(DATA TO USE)
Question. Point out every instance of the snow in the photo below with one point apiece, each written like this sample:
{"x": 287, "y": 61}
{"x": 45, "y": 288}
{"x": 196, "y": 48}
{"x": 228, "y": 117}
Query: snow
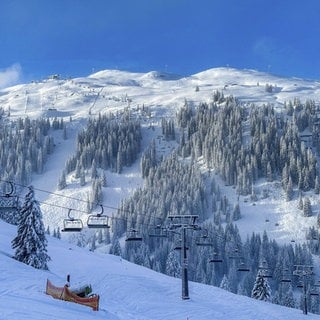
{"x": 128, "y": 291}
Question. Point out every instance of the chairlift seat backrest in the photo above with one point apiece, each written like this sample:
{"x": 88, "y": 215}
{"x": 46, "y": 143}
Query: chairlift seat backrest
{"x": 133, "y": 235}
{"x": 98, "y": 221}
{"x": 72, "y": 225}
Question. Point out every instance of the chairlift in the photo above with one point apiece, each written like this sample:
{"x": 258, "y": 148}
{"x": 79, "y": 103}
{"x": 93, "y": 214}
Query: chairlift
{"x": 285, "y": 276}
{"x": 204, "y": 240}
{"x": 265, "y": 269}
{"x": 178, "y": 245}
{"x": 9, "y": 201}
{"x": 71, "y": 224}
{"x": 216, "y": 258}
{"x": 242, "y": 267}
{"x": 133, "y": 235}
{"x": 98, "y": 221}
{"x": 159, "y": 232}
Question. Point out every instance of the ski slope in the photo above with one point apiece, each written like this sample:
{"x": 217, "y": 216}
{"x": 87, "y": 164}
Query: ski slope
{"x": 150, "y": 97}
{"x": 127, "y": 291}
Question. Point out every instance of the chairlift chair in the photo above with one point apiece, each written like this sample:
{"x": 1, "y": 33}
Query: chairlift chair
{"x": 133, "y": 235}
{"x": 242, "y": 267}
{"x": 204, "y": 240}
{"x": 71, "y": 224}
{"x": 314, "y": 293}
{"x": 98, "y": 221}
{"x": 216, "y": 258}
{"x": 9, "y": 201}
{"x": 285, "y": 276}
{"x": 178, "y": 245}
{"x": 159, "y": 232}
{"x": 265, "y": 269}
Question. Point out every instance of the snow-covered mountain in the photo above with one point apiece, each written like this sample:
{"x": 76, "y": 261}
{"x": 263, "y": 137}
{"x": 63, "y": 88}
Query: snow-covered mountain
{"x": 129, "y": 291}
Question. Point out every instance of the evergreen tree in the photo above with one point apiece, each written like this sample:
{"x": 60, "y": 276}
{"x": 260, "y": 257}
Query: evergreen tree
{"x": 62, "y": 183}
{"x": 261, "y": 289}
{"x": 115, "y": 248}
{"x": 30, "y": 242}
{"x": 225, "y": 284}
{"x": 307, "y": 210}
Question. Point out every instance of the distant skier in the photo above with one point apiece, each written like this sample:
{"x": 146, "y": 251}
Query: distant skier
{"x": 68, "y": 280}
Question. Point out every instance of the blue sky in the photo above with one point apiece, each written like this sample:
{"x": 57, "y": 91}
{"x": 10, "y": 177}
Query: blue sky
{"x": 76, "y": 37}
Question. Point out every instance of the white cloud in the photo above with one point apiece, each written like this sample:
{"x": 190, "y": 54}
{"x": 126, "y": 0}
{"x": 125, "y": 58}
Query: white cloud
{"x": 10, "y": 75}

(TASK OBJECTIVE) Set down the material above as is, without any pictures.

(RESULT OF THE TASK)
Question. Point out every instance of the snow in the photo below with one point apiece, each written like this sample:
{"x": 287, "y": 61}
{"x": 45, "y": 288}
{"x": 196, "y": 48}
{"x": 228, "y": 117}
Query: snow
{"x": 128, "y": 291}
Question. Point out every instance of the chairlift seat backrest in the photo above with one point apiece, each written like this sample:
{"x": 88, "y": 215}
{"x": 46, "y": 143}
Query: chairlift seat backrest
{"x": 133, "y": 235}
{"x": 98, "y": 221}
{"x": 72, "y": 225}
Question. Point out every instance of the chairlift in the photo above with one point apiece, each written like this sample:
{"x": 258, "y": 148}
{"x": 79, "y": 103}
{"x": 93, "y": 214}
Query: chairlift
{"x": 285, "y": 276}
{"x": 204, "y": 240}
{"x": 265, "y": 269}
{"x": 178, "y": 245}
{"x": 9, "y": 201}
{"x": 71, "y": 224}
{"x": 216, "y": 258}
{"x": 242, "y": 267}
{"x": 133, "y": 235}
{"x": 98, "y": 221}
{"x": 159, "y": 232}
Question. Point out every instance of the ski slope in the photo above with one point apiece, each written like this sample:
{"x": 217, "y": 216}
{"x": 87, "y": 164}
Query: ski slope
{"x": 150, "y": 97}
{"x": 127, "y": 291}
Question. Point out every instance of the chairlift chair in the photo above with one point apiece, each written like this sample:
{"x": 1, "y": 33}
Query: chairlift chair
{"x": 133, "y": 235}
{"x": 242, "y": 267}
{"x": 204, "y": 240}
{"x": 71, "y": 224}
{"x": 314, "y": 293}
{"x": 98, "y": 221}
{"x": 216, "y": 258}
{"x": 9, "y": 201}
{"x": 285, "y": 276}
{"x": 178, "y": 245}
{"x": 159, "y": 232}
{"x": 265, "y": 269}
Question. Point out every instance of the snow-covered mountain in the photo above with one point apiece, each written like this sample:
{"x": 76, "y": 261}
{"x": 263, "y": 137}
{"x": 63, "y": 88}
Query: snow-covered mountain
{"x": 129, "y": 291}
Question. Point out every instance of the evergreen tree in the photo above with one point apiece, each written like this sample:
{"x": 60, "y": 276}
{"x": 260, "y": 257}
Query: evergreen tree
{"x": 62, "y": 183}
{"x": 261, "y": 289}
{"x": 115, "y": 248}
{"x": 30, "y": 242}
{"x": 225, "y": 284}
{"x": 307, "y": 210}
Question. Point out every instance of the distant skier in the photo above with one point apiece, each written like this sample:
{"x": 146, "y": 251}
Query: distant skier
{"x": 68, "y": 280}
Question. Point out every instance of the blue sky in the photo above with one point apiece, each written like this sample:
{"x": 57, "y": 91}
{"x": 10, "y": 177}
Query: blue sky
{"x": 76, "y": 37}
Question. Point out every instance of the white cloud in the photo above with one point apiece, each written like this sample:
{"x": 190, "y": 54}
{"x": 126, "y": 0}
{"x": 125, "y": 58}
Query: white cloud
{"x": 10, "y": 75}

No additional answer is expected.